-------- Extract provided

# Want to know what species I have



## BlakGunz (May 23, 2012)

I have two cichlids that Petsmart says is Afra's but they don't look like the Afra. They both started off blue and now one is bright gold a little brighter then the male Kenyi and the other turned a yellowish brown. I know they are not Kenyi because I have two of them two and the bars are different on these fish. Can any one help me.

here is one of the fish I am speaking of.
















Here's the second one I call him Pick, cause he picks with everyone, he started off blue and now bright gold, not kenyi.


----------



## metricliman (Sep 3, 2012)

Looks like a male kenyi to me.


----------



## BlakGunz (May 23, 2012)

Nah not a male kenyi, the side bars are different. I have a male kenyi and the it like a dull gold, this one is bright


----------



## metricliman (Sep 3, 2012)

They are kenyi. You can see the faint bars. Starting off blue is a sign it is kenyi. I 100% guarantee it is a male kenyi.


----------



## mbamba_boy (May 12, 2012)

Looks like a make kenyi to me as well


----------



## metricliman (Sep 3, 2012)

There is no way they could be anything but kenyi. Starting off blue and turning yellow, faint bars. Kenyi are the only mbuna I know of that start blue and turn yellow if it is a male.

----------------
-------- Dataset extract

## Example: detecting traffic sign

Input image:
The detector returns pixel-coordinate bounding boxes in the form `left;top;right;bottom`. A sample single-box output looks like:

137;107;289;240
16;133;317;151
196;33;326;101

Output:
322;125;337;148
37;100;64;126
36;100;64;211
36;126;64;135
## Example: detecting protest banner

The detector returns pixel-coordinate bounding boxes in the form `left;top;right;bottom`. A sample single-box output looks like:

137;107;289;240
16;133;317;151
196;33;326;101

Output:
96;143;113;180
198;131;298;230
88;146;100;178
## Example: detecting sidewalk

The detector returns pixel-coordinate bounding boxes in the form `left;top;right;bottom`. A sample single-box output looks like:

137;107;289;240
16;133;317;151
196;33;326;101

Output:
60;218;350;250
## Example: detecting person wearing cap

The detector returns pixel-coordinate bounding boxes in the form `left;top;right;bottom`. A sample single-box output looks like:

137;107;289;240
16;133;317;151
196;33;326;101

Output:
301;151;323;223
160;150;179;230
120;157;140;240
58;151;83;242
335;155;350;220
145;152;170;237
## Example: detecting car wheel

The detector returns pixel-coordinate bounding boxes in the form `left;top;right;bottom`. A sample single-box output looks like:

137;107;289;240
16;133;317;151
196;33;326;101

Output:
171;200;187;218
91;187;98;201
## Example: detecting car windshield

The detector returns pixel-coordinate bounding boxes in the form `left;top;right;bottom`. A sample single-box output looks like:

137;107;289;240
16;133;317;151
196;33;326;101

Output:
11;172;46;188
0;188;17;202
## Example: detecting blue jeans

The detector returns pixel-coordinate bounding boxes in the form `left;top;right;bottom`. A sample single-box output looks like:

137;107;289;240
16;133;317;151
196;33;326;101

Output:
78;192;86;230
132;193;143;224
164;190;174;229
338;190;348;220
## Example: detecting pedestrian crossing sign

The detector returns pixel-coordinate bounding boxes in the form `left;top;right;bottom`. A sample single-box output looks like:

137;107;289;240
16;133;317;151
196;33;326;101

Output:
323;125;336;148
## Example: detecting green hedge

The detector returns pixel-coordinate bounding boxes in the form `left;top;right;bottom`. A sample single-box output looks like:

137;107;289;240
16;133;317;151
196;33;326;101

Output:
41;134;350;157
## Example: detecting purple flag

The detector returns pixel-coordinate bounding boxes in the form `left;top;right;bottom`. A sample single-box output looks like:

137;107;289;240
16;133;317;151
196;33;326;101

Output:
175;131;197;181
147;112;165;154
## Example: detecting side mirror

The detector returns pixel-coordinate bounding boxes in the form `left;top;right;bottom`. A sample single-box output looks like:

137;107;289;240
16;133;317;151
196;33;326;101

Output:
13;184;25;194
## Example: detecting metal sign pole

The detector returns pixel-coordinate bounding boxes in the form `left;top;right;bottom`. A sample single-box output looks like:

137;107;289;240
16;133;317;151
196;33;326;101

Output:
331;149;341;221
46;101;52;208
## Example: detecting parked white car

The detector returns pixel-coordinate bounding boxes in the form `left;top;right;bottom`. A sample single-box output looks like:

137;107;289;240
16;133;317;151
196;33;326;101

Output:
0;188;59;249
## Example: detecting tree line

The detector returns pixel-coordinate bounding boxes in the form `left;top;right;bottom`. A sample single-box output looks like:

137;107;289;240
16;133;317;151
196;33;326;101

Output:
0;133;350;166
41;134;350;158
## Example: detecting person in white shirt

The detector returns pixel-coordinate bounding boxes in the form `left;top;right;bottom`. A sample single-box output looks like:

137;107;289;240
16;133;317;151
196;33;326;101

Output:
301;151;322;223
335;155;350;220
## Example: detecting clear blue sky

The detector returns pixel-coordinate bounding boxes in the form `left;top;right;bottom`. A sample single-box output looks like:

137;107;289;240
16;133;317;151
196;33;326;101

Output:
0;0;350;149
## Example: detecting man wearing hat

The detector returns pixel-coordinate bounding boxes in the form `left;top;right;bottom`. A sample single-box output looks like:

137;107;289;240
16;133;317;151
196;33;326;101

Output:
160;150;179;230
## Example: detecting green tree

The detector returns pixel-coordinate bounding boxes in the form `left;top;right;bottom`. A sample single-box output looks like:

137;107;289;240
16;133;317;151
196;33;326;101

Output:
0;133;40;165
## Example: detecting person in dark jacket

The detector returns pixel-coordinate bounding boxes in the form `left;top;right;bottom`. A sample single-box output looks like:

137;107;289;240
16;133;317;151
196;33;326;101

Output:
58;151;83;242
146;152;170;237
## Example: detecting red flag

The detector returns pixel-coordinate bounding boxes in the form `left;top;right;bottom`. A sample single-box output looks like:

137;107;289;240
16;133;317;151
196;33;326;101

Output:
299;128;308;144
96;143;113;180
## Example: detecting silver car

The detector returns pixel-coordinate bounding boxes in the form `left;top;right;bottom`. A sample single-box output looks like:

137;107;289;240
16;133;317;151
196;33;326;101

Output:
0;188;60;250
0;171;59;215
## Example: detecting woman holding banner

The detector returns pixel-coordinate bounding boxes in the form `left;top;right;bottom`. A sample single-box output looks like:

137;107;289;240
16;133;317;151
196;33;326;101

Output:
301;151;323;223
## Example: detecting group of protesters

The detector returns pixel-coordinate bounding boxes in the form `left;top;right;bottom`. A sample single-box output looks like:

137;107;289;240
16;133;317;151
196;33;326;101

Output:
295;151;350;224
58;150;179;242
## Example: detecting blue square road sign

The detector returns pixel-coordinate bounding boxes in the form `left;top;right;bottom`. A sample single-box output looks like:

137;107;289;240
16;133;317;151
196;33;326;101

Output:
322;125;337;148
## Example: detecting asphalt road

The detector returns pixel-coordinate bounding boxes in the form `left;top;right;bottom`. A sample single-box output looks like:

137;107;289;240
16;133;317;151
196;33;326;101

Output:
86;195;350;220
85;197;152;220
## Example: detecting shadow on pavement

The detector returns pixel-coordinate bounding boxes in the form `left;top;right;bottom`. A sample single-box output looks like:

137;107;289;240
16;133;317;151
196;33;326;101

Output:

----------------

**Exercises**
1 > Please write out the stretch of the cichlid identification thread from "They are kenyi." through "(May 12, 2012)".
2 > Carry the cichlid identification thread forward from its final post.

**Task-by-task outputs**
1 >
They are kenyi. You can see the faint bars. Starting off blue is a sign it is kenyi. I 100% guarantee it is a male kenyi.


----------



## mbamba_boy (May 12, 2012)

2 >
----------



## BlakGunz (May 23, 2012)

This is the crew







I have a pic of my male Kenyi, and he is different from the two I'm trying to find out about


----------



## BlakGunz (May 23, 2012)

metricliman said:


> There is no way they could be anything but kenyi. Starting off blue and turning yellow, faint bars. Kenyi are the only mbuna I know of that start blue and turn yellow if it is a male.


There bars are very different but they do look alike...


----------



## BlakGunz (May 23, 2012)

metricliman said:


> They are kenyi. You can see the faint bars. Starting off blue is a sign it is kenyi. I 100% guarantee it is a male kenyi.


 ok I guess they are


----------



## metricliman (Sep 3, 2012)

What size tank do you have? 3 male kenyi, 2 demasoni, a convict, and red zebras is not going to end well.


----------



## BlakGunz (May 23, 2012)

metricliman said:


> What size tank do you have? 3 male kenyi, 2 demasoni, a convict, and red zebras is not going to end well.


 They have actually been cool, they have been together since they were small. No real blood yet, but hopefully they can get along, it's been a yr in the tank together. They actually do good together

Here he is having words with my Kenyi "Big Ben"









This is the male Kenyi I have and his bars are different then the fish in question, but after actually looking at the pics, maybe they are Kenyi


----------



## BlakGunz (May 23, 2012)

He is orange on top and on his belly, but blue everywhere else


----------



## BlakGunz (May 23, 2012)

metricliman said:


> There is no way they could be anything but kenyi. Starting off blue and turning yellow, faint bars. Kenyi are the only mbuna I know of that start blue and turn yellow if it is a male.











This is my Kenyi.









This is one of the fish in question









This is the other one, who top fin is turning black


----------



## GTZ (Apr 21, 2010)

This is a merged thread, please don't create additional threads covering the same subject. Thanks!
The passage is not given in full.